▼

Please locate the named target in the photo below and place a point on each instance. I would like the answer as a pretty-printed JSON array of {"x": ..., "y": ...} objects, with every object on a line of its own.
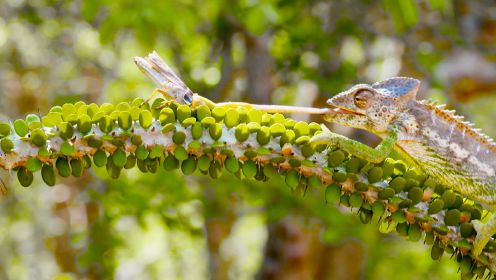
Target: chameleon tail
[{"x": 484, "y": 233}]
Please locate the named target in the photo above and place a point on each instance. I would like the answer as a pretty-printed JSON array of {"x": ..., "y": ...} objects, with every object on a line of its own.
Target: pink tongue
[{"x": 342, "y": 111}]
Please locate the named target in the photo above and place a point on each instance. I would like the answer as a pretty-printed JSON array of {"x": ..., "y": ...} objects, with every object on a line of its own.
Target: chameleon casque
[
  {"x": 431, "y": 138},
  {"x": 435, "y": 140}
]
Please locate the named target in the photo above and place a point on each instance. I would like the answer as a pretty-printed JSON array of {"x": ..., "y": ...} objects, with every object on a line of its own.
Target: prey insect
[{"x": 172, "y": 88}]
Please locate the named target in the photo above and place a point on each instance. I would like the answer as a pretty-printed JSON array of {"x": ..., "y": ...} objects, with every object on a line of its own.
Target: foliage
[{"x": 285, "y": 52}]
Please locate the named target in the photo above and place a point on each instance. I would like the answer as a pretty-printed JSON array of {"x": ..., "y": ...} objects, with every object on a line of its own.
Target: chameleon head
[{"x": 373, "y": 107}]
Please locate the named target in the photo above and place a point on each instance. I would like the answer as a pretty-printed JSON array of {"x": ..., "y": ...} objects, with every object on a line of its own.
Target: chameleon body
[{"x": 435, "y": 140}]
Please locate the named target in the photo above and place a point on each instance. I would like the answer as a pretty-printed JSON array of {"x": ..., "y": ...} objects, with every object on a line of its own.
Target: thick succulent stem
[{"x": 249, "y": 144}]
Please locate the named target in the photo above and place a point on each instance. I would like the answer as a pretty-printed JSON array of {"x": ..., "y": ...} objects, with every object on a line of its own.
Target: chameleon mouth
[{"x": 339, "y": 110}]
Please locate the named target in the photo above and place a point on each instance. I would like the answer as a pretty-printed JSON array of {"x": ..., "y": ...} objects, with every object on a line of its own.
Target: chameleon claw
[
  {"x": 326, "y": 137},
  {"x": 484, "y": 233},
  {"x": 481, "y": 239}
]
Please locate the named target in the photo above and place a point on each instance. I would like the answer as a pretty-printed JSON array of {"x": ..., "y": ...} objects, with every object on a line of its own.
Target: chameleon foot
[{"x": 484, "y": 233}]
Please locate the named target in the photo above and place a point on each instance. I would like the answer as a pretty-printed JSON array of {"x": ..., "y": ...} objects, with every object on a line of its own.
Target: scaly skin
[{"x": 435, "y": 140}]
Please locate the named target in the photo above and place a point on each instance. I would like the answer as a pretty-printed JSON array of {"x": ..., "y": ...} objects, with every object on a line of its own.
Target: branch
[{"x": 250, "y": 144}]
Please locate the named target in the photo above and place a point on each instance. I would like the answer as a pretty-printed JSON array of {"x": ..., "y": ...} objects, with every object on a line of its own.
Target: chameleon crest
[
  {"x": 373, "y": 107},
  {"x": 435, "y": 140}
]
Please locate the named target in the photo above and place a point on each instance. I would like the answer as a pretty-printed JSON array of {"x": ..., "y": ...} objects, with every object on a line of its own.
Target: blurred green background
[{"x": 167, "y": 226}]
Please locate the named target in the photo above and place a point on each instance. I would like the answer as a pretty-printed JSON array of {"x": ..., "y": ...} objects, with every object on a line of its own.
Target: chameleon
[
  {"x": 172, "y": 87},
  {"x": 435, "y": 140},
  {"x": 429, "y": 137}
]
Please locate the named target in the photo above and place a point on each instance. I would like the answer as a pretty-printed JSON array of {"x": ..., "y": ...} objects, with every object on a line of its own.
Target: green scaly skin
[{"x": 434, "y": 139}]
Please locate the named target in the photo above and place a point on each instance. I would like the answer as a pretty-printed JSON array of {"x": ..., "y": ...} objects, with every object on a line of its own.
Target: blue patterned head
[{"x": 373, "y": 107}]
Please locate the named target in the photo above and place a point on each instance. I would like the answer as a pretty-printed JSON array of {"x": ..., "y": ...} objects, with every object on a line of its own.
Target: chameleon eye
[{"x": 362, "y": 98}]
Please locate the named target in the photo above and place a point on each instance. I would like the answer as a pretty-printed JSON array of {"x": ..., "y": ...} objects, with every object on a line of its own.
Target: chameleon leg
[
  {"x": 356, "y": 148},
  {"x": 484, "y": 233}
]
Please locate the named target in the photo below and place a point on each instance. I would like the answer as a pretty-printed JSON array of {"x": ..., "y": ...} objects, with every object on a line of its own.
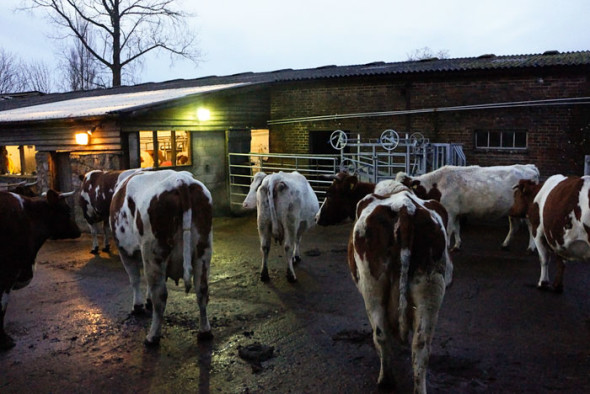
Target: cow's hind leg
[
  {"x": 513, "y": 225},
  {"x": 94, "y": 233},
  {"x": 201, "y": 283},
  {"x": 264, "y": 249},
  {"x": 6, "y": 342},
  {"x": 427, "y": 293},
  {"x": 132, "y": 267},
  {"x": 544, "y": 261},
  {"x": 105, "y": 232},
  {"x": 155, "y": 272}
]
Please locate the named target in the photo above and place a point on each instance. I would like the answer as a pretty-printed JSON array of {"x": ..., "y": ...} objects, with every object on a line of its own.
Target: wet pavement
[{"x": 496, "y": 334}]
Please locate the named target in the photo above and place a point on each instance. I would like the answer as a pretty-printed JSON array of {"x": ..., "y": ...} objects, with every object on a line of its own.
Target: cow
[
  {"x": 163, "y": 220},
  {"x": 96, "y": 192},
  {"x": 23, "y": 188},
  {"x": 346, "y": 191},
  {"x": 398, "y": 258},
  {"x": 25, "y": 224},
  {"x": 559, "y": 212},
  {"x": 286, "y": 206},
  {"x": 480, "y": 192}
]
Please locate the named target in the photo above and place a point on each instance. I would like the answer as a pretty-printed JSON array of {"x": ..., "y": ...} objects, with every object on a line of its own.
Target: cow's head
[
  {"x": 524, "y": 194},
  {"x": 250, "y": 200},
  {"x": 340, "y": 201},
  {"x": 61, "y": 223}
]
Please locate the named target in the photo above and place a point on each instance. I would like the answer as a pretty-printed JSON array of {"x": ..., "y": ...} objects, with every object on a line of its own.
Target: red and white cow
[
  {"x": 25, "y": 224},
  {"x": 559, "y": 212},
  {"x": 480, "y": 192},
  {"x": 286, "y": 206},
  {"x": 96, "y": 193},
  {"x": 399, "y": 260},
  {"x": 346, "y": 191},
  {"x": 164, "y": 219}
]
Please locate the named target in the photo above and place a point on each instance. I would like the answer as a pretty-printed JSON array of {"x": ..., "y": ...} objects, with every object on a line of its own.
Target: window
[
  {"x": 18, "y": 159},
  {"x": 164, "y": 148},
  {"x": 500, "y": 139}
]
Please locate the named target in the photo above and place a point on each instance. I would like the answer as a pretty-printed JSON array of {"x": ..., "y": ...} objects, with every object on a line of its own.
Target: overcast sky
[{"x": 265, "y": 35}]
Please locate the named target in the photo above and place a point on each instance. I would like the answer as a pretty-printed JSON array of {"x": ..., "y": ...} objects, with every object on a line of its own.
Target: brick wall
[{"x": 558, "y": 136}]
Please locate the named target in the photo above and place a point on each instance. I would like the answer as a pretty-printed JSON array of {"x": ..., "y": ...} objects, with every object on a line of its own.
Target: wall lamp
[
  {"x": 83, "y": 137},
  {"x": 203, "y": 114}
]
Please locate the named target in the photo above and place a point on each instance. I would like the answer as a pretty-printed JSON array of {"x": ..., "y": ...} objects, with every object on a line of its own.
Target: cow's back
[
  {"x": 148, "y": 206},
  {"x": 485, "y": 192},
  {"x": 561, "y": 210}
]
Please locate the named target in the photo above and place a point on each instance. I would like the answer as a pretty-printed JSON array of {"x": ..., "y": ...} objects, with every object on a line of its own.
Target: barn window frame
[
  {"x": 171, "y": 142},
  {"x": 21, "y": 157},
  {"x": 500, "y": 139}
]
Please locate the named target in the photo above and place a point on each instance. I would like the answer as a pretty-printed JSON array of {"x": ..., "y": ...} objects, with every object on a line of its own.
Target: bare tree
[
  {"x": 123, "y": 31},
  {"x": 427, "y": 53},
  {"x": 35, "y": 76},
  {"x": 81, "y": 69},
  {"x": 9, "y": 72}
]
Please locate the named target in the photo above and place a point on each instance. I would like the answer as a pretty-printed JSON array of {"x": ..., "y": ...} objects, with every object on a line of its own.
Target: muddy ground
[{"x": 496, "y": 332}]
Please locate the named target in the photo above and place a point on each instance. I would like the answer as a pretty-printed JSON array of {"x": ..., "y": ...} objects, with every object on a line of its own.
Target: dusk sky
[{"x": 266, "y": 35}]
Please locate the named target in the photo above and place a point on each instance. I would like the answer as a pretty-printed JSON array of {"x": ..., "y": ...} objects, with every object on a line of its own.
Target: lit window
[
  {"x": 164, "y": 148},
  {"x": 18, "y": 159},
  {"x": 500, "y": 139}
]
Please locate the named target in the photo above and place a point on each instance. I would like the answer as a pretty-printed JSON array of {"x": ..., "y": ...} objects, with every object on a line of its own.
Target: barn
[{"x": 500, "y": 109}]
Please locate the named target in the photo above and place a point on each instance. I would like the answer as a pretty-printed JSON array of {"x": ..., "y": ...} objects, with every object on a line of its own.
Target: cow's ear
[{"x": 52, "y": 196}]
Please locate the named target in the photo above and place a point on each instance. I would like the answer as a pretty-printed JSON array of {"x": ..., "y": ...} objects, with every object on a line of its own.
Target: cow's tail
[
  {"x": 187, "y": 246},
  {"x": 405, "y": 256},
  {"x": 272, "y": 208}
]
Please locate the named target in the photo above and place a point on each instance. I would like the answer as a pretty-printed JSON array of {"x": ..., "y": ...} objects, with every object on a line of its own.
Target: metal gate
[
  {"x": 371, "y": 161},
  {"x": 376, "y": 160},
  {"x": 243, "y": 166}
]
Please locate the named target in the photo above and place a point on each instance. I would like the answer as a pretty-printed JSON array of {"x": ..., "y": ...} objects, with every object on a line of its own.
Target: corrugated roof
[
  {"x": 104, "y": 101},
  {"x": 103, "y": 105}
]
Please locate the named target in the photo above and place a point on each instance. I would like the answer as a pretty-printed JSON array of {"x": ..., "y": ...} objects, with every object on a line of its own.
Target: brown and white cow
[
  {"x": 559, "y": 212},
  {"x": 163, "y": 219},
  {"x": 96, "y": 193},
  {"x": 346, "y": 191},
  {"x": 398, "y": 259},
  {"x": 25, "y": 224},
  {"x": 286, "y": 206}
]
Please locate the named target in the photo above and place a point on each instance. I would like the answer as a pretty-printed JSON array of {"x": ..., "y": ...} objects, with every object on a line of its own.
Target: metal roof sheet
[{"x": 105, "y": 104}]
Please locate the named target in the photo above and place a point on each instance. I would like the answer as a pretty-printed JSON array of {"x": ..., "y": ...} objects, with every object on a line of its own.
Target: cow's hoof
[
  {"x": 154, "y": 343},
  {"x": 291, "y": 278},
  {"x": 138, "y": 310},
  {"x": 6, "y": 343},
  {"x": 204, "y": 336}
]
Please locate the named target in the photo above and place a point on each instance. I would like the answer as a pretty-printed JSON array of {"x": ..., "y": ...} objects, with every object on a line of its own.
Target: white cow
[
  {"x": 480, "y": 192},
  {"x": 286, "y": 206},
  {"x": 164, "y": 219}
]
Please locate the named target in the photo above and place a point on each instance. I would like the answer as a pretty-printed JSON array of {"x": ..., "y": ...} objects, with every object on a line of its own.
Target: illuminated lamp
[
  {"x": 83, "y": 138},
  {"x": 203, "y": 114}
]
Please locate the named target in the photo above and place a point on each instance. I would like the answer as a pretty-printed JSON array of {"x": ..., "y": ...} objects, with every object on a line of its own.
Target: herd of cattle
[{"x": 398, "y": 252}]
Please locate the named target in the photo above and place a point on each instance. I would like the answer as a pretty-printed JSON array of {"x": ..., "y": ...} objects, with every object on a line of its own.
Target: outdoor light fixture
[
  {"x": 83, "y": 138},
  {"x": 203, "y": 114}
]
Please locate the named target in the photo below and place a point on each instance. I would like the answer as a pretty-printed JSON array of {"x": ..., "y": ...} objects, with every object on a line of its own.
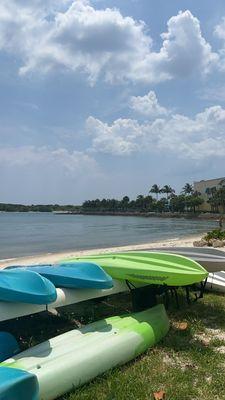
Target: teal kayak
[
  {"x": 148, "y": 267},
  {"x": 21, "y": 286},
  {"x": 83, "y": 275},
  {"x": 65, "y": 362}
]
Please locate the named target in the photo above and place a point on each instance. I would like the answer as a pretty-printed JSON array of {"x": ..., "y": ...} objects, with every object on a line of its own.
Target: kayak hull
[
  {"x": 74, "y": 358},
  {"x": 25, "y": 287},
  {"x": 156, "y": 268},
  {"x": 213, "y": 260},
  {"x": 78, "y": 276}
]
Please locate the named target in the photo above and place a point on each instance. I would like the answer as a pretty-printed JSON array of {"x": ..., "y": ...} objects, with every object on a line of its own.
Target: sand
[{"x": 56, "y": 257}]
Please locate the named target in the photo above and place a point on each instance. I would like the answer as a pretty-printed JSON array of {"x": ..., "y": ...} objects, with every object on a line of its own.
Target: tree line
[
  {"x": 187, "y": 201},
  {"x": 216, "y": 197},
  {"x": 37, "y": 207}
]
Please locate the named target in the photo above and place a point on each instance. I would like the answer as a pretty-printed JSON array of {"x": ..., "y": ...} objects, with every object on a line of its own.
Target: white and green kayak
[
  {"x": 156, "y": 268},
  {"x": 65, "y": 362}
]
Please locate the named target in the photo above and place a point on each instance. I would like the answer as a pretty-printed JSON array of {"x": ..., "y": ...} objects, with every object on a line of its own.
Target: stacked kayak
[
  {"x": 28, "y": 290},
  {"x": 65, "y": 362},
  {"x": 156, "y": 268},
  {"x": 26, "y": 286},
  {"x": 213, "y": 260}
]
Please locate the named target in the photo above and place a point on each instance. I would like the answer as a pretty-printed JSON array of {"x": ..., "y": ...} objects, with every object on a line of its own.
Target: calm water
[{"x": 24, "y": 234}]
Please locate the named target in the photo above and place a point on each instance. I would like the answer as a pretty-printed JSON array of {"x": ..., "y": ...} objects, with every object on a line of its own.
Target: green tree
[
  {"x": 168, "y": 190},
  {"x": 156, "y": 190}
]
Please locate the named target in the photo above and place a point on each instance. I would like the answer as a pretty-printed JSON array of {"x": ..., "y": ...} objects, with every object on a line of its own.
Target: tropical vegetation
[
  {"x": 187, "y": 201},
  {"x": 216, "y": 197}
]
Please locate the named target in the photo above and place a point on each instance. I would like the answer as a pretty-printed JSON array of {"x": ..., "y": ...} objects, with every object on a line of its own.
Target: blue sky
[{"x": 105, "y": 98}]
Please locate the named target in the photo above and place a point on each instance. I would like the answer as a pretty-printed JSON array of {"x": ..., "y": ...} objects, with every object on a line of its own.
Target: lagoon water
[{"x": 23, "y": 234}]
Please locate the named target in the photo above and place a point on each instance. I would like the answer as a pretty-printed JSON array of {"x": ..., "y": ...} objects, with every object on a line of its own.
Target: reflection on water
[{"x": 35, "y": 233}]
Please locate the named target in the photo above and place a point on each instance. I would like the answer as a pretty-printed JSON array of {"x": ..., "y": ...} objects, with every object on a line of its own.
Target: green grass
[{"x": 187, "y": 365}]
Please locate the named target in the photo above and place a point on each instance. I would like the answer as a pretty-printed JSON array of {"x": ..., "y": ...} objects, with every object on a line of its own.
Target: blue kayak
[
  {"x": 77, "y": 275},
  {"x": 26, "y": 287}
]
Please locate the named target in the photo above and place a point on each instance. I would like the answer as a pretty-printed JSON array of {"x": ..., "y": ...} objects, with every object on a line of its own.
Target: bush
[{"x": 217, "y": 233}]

▲

Find each line above that contains the word "scaly" and copy those lines out in full. Letter case matters.

Target: scaly skin
Target: green scaly skin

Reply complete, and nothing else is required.